Creative Nonfiction

Geoff Dyer

Geoff Dyer, Brixton, London, 1988

 

I find a great Paris Review interview in ‘The Art of Nonfiction’ series from  a couple of years ago with Geoff Dyer, who begins by disagreeing with the parameters of his own interview, interrupting the interviewer as follows:

INTERVIEWER

The first thing I’d like—

DYER

Excuse me for interrupting, but—at the risk of sounding like some war criminal in the Hague who refuses to acknowledge the legitimacy of the court in which he’s being tried—I have to object to the parameters of this interview.

INTERVIEWER

On what grounds?

DYER

It’s titled “The Art of Nonfiction.” Now I could whine, “What about the fiction?” but that would be to accept a distinction that’s not sustainable. Fiction, nonfiction—the two are bleeding into each other all the time.

INTERVIEWER

You don’t distinguish between them at all?

DYER

I don’t think a reasonable assessment of what I’ve been up to in the last however many years is possible if one accepts segregation. That refusal is part of what the books are about. I think of all of them as, um, what’s the word? Ah, yes, books. I haven’t subjected it to scientific analysis, but if you look at the proportion of made-up stuff in the so-called novels versus the proportion of made-up stuff in the others, I would expect they’re pretty much the same.
______
**Stated task 1**
In the Dyer interview excerpt, copy everything from "The first thing" down to "of this interview.", substituting "defendant" for "war criminal".
**Stated task 2**
Answer from the Dyer interview excerpt:
(a) In which Paris Review series does the interview appear?
(b) Where is the court that Dyer mentions in his comparison?
(c) What word does Dyer finally use to describe all of his works?
**Stated task 3**
Write the next part of the Dyer interview excerpt, picking up after its last line.
The listing that comes after this point plays no part in the work here.

**Data lines**
______
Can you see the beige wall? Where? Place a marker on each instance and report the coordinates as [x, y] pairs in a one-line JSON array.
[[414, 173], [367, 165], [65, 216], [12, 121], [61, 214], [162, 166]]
______
**Right answer 1**
The first thing I’d like—

DYER

Excuse me for interrupting, but—at the risk of sounding like some defendant in the Hague who refuses to acknowledge the legitimacy of the court in which he’s being tried—I have to object to the parameters of this interview.

**Right answer 2**
(a) ‘The Art of Nonfiction’
(b) The Hague
(c) Books

**Right answer 3**
Later in the interview, Dyer makes mention of David Hare’s remark that the two most depressing words in the English language are ‘literary fiction’, and then goes on to add that ‘creative nonfiction’ might well have taken over as the most odious of collocations. Since I teach a module entitled precisely ‘creative nonfiction’ at the university where I work, I am going to have to think out a pretty clear disclaimer at the start of each semester. Well, the kind of disclaimer I make already, to be fair.

Essentially we are talking about a distinction with which readers of this blog will be familiar, if not, I hope, entirely bored. ‘Creative nonfiction’ is creative by virtue (I guess) of having been written, and ‘nonfiction’, I suppose, by virtue of it not being ’fiction’, or ‘made up’. (I note also that the term itself used to be hyphenated (non-fiction), making it a challenge to, or questioning of, the thing it was not, but now that the hyphen has gone, the beast has been assimilated as a single concept, wearing its non-ness with pride, as it were). So Nonfiction is defined by what it is not. It is not ‘made up stuff’, but stuff that really happened. However, following the criteria established by Borges, and discussed by Blanco here, that ‘everything is fiction’ then how can such a genre as ‘nonfiction’, let alone ‘creative nonfiction’ occur? Why do we need these ridiculous denominations? Why can we not, as Dyer suggests, just have ‘books’?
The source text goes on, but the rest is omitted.